** start STORED RECORDS **

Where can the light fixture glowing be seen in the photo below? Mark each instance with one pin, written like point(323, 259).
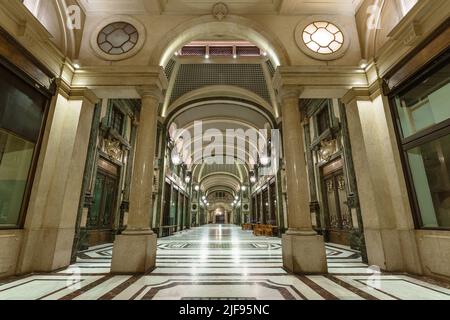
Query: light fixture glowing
point(363, 64)
point(176, 159)
point(265, 160)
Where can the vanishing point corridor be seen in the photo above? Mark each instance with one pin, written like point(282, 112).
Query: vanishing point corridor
point(220, 262)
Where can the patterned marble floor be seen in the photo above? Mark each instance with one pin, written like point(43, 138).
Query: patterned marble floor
point(221, 263)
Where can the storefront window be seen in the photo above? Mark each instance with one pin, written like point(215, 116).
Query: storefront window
point(16, 155)
point(21, 115)
point(430, 170)
point(425, 105)
point(423, 116)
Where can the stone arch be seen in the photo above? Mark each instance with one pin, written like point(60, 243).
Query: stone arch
point(231, 26)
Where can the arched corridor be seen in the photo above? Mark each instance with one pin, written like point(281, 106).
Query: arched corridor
point(252, 149)
point(221, 262)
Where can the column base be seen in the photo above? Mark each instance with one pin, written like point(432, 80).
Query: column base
point(134, 253)
point(304, 253)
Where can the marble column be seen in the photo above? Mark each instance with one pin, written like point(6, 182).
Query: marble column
point(135, 249)
point(52, 211)
point(303, 249)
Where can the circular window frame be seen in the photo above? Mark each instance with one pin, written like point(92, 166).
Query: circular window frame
point(117, 57)
point(299, 30)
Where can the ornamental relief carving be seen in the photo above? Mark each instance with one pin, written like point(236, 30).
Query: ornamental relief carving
point(327, 149)
point(113, 148)
point(220, 11)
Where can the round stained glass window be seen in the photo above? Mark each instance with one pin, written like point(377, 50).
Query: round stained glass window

** end STORED RECORDS **

CHALLENGE: Rewrite every line, requests included, from the line containing "Where can the column" through the end of the rows above, multiplying each point coordinate in the answers by 1.95 and rounding to whole numbers with halves rounded up. Leave the numbers in the requests and their format samples unchanged.

TASK OUTPUT:
Where can the column base be seen in the photo above? Mark each instance with one pin, written like point(432, 80).
Query: column base
point(261, 493)
point(593, 493)
Where can the marble column be seen in the photo above? Mark each instance with one pin, written like point(6, 182).
Query: marble column
point(263, 486)
point(101, 411)
point(591, 486)
Where can the circular window frame be seen in the photo above? Mark each instance with one pin, written like point(92, 166).
Query: circular window frame
point(228, 111)
point(583, 59)
Where can the ornamental relief carving be seen in the photo above? Mark each instance with one pin, written like point(236, 30).
Query: ornamental relief carving
point(638, 291)
point(220, 289)
point(429, 21)
Where can the round stained glass window be seen in the photo above? Mark each instance with one pin, written like point(377, 50).
Query: round stained glass window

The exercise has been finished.